O denominador comum de três gerações

Mª Luísa Sánchez-Lafuente, a filha e a neta contam como as ajuda a formação que recebem nas diferentes etapas da vida.

No dia 14 de Fevereiro de 1930, na Santa Missa, São Josemaria viu que Deus chamava as mulheres a seguir o caminho de santidade no meio do mundo que lhe tinha feito ver em 2 de Outubro de 1928. 

Desde essa data, sempre falou deste dia como uma das datas fundacionais do Opus Dei. A história do Opus Dei, desde esse 14 de Fevereiro, entrecruza-se com a das mulheres do Opus Dei.

Em 1958, em Barcelona, Mª Luísa Sánchez-Lafuente pediu a admissão no Opus Dei. Cinquenta anos depois, ela, a filha Mª Luísa e a neta Sonsoles, as três fiéis da Prelatura, contam como as ajuda a formação que recebem, nas diferentes etapas da vida.

A avó

“Eu tinha uma vincada vocação para o matrimónio”, explica Mª Luísa. “Desejava viver um casamento cristão, para toda a vida, com fidelidade e amor; ser uma boa esposa e mãe de muitos filhos. Mas nessa altura (casei-me em 1952) os casados éramos como que cristãos de segunda. Verificava que necessitava de ajuda para viver esse casamento cristão, mas, ao pedi-la, recebi como resposta: ‘deve ser boa’. Tinha direcção espiritual com um sacerdote óptimo, mas a quem não ocorria dizer-me, por exemplo, que oferecesse a Deus as incomodidades da gravidez: aceitar os filhos que viessem já era suficiente.

-- PROBLEMA BREVE A --
No texto sobre as três gerações, por que motivo São Josemaria falava do dia 14 de Fevereiro de 1930 como uma das datas fundacionais do Opus Dei? Responda em uma a três frases.
O texto e a listagem são materiais independentes, sem ligação entre si.

-- DADOS DE ORIGEM --
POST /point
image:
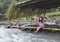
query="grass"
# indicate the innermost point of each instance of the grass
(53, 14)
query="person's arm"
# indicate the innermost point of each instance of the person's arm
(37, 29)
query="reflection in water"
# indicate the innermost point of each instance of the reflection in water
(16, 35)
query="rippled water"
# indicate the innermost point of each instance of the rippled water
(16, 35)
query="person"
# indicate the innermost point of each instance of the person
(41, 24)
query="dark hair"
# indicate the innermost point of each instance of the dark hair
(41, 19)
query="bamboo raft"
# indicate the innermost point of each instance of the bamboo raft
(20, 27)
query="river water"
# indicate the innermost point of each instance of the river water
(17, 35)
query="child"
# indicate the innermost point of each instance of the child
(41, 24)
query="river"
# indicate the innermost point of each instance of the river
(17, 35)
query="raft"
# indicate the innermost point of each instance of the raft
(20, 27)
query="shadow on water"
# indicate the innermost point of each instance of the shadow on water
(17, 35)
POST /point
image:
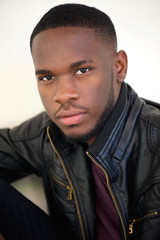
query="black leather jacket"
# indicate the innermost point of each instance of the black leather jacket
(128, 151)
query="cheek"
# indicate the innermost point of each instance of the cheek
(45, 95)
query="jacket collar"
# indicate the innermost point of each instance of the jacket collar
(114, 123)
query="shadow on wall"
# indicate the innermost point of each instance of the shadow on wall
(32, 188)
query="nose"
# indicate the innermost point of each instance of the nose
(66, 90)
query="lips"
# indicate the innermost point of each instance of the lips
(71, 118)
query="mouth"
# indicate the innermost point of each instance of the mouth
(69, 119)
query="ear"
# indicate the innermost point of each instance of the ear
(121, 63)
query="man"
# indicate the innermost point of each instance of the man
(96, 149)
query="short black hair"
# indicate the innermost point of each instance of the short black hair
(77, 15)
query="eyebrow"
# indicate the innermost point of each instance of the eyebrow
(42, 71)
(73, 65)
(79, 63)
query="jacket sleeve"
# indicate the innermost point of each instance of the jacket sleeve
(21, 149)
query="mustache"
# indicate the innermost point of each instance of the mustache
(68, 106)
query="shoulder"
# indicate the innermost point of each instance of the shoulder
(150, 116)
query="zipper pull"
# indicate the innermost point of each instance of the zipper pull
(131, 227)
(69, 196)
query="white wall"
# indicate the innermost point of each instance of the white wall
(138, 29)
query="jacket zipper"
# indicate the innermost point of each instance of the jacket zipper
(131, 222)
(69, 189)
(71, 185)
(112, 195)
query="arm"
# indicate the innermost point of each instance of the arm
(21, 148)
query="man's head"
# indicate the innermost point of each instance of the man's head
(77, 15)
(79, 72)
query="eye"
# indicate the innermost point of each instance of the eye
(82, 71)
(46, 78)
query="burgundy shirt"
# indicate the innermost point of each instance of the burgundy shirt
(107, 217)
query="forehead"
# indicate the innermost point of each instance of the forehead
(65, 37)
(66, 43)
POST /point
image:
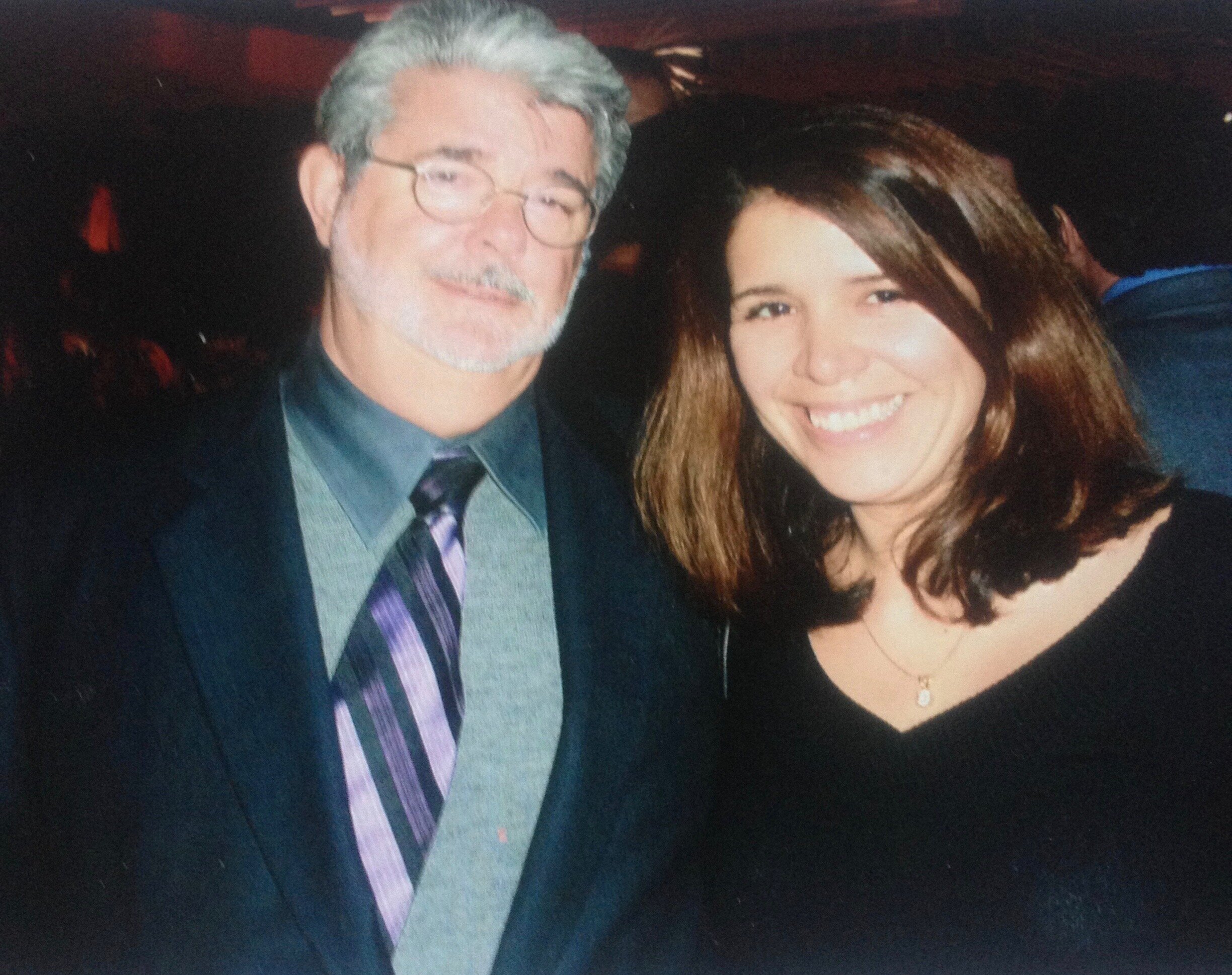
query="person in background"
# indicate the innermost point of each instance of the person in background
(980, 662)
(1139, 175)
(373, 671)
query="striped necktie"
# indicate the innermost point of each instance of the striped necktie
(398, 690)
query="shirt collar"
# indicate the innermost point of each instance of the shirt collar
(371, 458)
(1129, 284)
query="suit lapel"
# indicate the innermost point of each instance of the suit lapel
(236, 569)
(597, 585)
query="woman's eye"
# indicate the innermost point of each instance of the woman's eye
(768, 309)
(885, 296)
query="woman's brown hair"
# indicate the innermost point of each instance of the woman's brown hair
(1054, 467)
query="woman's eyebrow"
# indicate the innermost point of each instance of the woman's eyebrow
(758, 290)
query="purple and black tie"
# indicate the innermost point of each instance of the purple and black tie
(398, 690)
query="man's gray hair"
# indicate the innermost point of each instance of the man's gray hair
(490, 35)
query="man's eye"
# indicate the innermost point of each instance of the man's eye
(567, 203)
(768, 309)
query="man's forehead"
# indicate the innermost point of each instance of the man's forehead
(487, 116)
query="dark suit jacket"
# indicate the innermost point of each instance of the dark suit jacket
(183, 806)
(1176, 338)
--
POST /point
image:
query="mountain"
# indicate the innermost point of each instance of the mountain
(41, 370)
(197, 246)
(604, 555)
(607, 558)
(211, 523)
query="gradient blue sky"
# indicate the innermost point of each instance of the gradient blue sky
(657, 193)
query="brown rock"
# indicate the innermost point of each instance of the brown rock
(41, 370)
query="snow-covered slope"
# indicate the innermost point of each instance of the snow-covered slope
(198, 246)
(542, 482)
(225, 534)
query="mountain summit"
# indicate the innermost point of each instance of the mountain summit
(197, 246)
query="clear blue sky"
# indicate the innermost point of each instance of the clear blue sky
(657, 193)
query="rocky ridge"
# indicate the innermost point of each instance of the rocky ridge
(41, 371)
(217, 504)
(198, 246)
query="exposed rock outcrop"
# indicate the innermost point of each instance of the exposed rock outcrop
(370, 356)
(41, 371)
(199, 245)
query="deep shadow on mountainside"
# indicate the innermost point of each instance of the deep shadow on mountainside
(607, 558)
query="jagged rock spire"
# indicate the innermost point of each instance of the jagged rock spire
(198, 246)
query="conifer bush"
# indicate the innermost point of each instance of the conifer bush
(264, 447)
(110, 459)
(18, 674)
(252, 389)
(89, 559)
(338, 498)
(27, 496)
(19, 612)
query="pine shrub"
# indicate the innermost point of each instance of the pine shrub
* * *
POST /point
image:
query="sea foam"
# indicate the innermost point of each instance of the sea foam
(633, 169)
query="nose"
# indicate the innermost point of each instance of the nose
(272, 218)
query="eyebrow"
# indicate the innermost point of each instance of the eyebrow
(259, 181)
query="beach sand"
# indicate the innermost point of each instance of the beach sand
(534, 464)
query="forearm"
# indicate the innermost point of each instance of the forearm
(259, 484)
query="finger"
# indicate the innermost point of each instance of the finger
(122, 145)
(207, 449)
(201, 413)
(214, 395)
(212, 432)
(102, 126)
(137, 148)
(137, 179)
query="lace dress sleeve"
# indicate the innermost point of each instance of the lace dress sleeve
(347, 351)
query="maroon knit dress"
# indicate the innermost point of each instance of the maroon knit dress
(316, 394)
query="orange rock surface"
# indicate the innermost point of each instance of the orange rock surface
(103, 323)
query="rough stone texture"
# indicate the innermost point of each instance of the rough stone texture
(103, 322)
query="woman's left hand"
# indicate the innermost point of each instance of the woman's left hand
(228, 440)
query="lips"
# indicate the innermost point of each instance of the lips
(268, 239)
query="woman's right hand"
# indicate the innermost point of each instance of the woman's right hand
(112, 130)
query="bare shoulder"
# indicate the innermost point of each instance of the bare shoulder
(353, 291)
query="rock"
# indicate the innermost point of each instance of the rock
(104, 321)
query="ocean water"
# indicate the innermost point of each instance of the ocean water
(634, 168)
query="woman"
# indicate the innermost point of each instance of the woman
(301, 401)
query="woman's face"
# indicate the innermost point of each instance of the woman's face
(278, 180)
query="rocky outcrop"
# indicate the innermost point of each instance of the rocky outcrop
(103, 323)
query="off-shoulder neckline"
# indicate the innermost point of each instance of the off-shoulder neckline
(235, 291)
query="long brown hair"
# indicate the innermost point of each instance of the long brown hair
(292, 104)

-- PROBLEMA BREVE B --
Reúna todas as linhas da listagem que contêm a palavra "slope", distinguindo maiúsculas de minúsculas.

-- RESPOSTA COMPLETA A --
Porque nesse dia, durante a Santa Missa, São Josemaria viu que Deus chamava as mulheres a seguir o caminho de santidade no meio do mundo. Esse era o caminho que Deus já lhe tinha feito ver em 2 de Outubro de 1928.

-- RESPOSTA COMPLETA B --
query="snow-covered slope"
# indicate the innermost point of each instance of the snow-covered slope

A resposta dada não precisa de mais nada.